• [Job]:
List each of the rows below that contains the word "handle", treating uppercase and lowercase as different.

(Stored items from a collection)
○ ○ ○ ○

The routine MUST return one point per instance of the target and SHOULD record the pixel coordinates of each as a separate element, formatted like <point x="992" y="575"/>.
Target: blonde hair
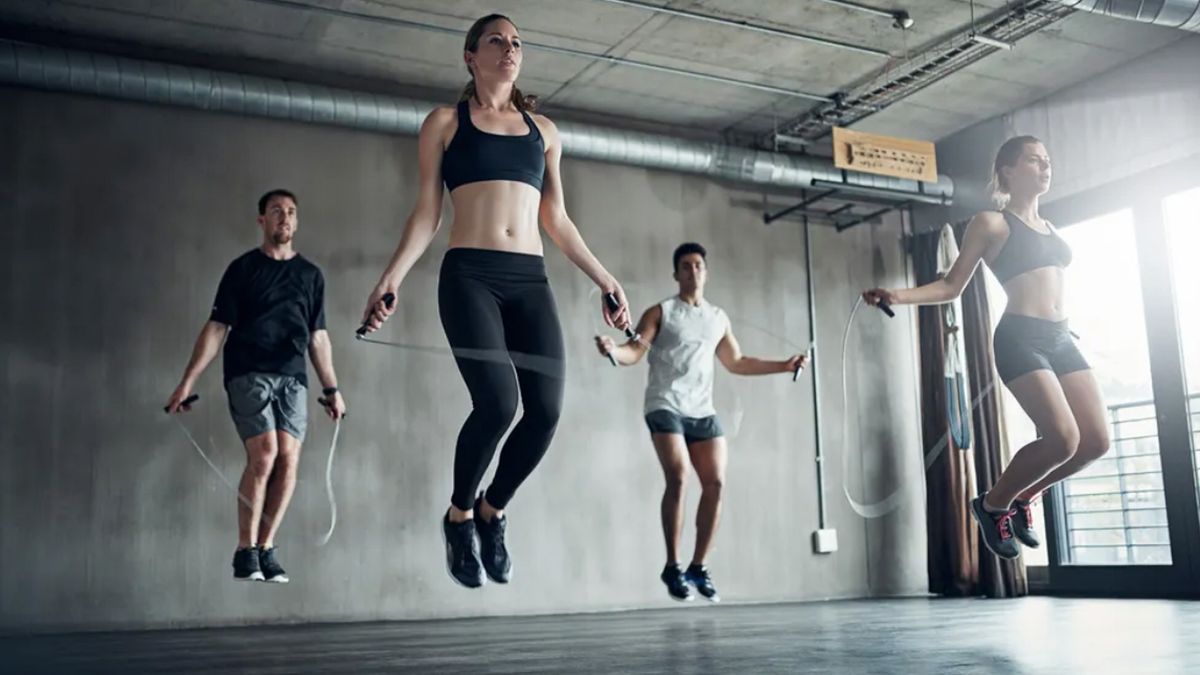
<point x="1007" y="156"/>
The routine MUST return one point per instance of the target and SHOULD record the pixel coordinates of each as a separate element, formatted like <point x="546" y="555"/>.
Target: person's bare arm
<point x="321" y="351"/>
<point x="207" y="347"/>
<point x="423" y="222"/>
<point x="634" y="351"/>
<point x="729" y="352"/>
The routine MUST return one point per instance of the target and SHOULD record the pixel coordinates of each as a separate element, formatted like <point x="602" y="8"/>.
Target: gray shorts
<point x="693" y="429"/>
<point x="264" y="401"/>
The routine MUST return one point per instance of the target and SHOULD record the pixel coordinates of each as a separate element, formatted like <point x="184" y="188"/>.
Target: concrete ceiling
<point x="297" y="41"/>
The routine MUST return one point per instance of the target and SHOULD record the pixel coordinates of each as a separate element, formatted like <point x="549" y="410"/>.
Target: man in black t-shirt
<point x="271" y="305"/>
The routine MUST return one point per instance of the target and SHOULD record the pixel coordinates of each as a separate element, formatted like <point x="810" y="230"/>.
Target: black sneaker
<point x="492" y="550"/>
<point x="271" y="569"/>
<point x="462" y="551"/>
<point x="245" y="565"/>
<point x="697" y="575"/>
<point x="1023" y="524"/>
<point x="677" y="586"/>
<point x="997" y="530"/>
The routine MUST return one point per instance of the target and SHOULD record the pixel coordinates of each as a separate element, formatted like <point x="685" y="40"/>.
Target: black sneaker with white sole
<point x="245" y="565"/>
<point x="997" y="530"/>
<point x="492" y="550"/>
<point x="677" y="586"/>
<point x="1023" y="524"/>
<point x="697" y="575"/>
<point x="270" y="567"/>
<point x="462" y="553"/>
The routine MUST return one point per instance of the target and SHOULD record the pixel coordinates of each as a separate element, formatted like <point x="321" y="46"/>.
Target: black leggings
<point x="497" y="305"/>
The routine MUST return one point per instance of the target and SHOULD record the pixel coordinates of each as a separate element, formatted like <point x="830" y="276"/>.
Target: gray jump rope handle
<point x="388" y="299"/>
<point x="186" y="401"/>
<point x="615" y="305"/>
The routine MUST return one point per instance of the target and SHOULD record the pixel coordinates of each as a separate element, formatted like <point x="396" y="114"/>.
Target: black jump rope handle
<point x="186" y="401"/>
<point x="328" y="404"/>
<point x="388" y="299"/>
<point x="613" y="306"/>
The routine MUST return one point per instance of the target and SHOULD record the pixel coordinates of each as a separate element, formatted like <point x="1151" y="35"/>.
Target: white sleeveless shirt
<point x="682" y="357"/>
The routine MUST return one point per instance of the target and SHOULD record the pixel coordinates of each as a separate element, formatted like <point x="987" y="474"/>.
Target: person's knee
<point x="288" y="457"/>
<point x="498" y="407"/>
<point x="1061" y="438"/>
<point x="544" y="412"/>
<point x="676" y="478"/>
<point x="261" y="460"/>
<point x="713" y="485"/>
<point x="1093" y="442"/>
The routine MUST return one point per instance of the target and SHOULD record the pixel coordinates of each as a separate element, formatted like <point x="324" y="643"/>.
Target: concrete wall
<point x="1117" y="125"/>
<point x="118" y="221"/>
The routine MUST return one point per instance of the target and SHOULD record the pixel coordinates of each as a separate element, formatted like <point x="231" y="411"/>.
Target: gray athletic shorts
<point x="693" y="429"/>
<point x="264" y="401"/>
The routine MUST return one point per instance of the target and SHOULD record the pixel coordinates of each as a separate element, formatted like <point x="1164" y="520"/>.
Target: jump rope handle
<point x="388" y="299"/>
<point x="615" y="306"/>
<point x="328" y="404"/>
<point x="186" y="401"/>
<point x="796" y="374"/>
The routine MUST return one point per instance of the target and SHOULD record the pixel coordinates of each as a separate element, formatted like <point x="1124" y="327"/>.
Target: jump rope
<point x="551" y="366"/>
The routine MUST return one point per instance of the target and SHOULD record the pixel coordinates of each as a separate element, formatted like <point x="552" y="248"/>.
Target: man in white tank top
<point x="682" y="335"/>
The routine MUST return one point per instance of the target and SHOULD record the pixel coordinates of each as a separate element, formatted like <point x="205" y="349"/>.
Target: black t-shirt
<point x="273" y="306"/>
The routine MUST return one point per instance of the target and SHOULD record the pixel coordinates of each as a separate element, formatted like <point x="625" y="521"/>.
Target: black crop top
<point x="1027" y="249"/>
<point x="477" y="155"/>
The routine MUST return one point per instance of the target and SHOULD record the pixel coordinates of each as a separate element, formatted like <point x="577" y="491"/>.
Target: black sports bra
<point x="477" y="155"/>
<point x="1027" y="249"/>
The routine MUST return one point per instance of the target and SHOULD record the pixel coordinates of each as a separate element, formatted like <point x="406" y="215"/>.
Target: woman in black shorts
<point x="1035" y="351"/>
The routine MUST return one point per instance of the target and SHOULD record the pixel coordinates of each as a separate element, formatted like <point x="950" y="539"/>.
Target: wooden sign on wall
<point x="885" y="155"/>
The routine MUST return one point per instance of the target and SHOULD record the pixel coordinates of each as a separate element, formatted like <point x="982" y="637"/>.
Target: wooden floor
<point x="867" y="637"/>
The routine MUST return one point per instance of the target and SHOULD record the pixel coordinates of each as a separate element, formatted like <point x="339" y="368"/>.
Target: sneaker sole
<point x="445" y="544"/>
<point x="975" y="514"/>
<point x="713" y="598"/>
<point x="497" y="580"/>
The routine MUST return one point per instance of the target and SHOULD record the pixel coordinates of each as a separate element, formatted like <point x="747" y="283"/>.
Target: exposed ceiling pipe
<point x="82" y="72"/>
<point x="1183" y="15"/>
<point x="552" y="48"/>
<point x="750" y="27"/>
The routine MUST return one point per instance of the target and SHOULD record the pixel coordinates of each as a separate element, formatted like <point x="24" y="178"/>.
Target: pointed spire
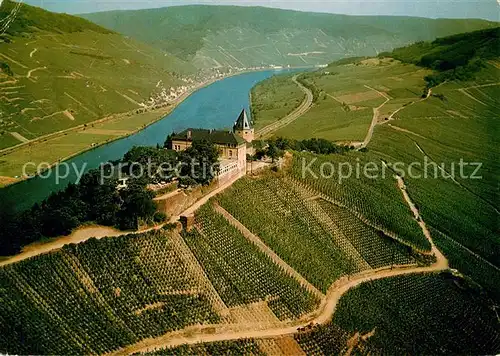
<point x="243" y="123"/>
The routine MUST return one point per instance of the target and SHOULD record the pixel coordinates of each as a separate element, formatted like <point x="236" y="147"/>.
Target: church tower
<point x="244" y="128"/>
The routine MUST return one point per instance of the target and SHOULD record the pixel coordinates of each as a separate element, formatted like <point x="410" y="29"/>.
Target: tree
<point x="274" y="152"/>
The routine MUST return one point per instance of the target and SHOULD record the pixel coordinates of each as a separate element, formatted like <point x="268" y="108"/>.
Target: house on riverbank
<point x="232" y="145"/>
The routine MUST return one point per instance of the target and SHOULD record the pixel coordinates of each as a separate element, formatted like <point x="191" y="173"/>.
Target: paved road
<point x="301" y="110"/>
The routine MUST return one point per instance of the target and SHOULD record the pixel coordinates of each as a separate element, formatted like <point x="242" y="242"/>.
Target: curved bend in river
<point x="215" y="106"/>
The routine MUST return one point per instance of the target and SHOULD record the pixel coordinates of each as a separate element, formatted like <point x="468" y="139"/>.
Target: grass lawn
<point x="273" y="99"/>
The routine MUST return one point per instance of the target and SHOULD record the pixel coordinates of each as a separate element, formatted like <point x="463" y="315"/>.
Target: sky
<point x="486" y="9"/>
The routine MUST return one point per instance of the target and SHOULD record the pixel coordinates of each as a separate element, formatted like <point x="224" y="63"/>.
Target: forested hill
<point x="458" y="57"/>
<point x="59" y="71"/>
<point x="18" y="18"/>
<point x="251" y="36"/>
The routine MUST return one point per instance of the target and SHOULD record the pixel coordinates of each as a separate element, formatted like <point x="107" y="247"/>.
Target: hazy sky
<point x="487" y="9"/>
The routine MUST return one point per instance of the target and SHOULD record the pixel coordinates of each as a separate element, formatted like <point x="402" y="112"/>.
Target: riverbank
<point x="80" y="139"/>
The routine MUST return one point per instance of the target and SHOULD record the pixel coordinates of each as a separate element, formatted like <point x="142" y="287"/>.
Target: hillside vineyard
<point x="225" y="180"/>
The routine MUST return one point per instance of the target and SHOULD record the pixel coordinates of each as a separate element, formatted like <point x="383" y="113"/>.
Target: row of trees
<point x="96" y="198"/>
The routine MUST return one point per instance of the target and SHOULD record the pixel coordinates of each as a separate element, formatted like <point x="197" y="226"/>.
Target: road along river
<point x="215" y="106"/>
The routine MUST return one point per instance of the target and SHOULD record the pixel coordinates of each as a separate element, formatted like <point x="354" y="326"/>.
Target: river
<point x="215" y="106"/>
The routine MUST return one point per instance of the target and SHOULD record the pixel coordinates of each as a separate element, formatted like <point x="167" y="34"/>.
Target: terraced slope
<point x="213" y="36"/>
<point x="59" y="72"/>
<point x="98" y="296"/>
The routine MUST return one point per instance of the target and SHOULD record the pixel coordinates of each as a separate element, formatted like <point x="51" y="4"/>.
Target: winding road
<point x="322" y="315"/>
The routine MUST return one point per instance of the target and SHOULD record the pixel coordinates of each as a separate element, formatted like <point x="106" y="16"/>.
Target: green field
<point x="273" y="99"/>
<point x="347" y="95"/>
<point x="443" y="314"/>
<point x="240" y="272"/>
<point x="58" y="147"/>
<point x="214" y="36"/>
<point x="315" y="238"/>
<point x="66" y="75"/>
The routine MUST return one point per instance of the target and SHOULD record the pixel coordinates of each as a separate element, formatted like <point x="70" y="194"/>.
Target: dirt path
<point x="31" y="71"/>
<point x="376" y="115"/>
<point x="83" y="234"/>
<point x="78" y="236"/>
<point x="268" y="251"/>
<point x="323" y="315"/>
<point x="301" y="110"/>
<point x="464" y="91"/>
<point x="442" y="262"/>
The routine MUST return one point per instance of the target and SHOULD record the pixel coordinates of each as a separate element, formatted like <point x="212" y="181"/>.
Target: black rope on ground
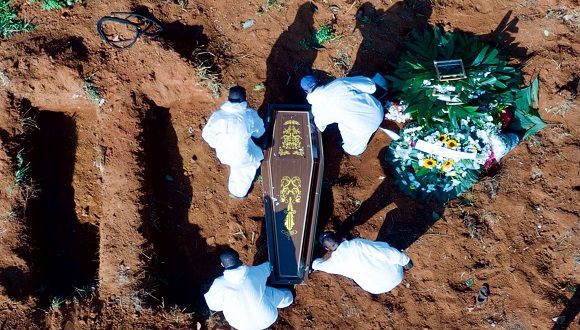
<point x="136" y="23"/>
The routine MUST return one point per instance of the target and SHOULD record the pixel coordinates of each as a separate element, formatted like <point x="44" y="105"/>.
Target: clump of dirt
<point x="118" y="222"/>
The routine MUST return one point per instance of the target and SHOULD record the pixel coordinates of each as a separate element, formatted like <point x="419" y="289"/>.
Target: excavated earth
<point x="117" y="222"/>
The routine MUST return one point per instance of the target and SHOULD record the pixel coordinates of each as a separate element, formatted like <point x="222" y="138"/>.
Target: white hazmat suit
<point x="349" y="103"/>
<point x="229" y="131"/>
<point x="244" y="298"/>
<point x="375" y="266"/>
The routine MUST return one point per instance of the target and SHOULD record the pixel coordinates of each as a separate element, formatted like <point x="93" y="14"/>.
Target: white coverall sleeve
<point x="383" y="251"/>
<point x="263" y="270"/>
<point x="328" y="266"/>
<point x="215" y="298"/>
<point x="257" y="124"/>
<point x="209" y="132"/>
<point x="362" y="84"/>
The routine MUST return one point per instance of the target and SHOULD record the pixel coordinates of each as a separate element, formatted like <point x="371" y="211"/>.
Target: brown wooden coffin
<point x="292" y="177"/>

○ ○ ○ ○

• [Output of the task]:
Target: gray jump rope handle
Target: black jump rope handle
Target: jump rope handle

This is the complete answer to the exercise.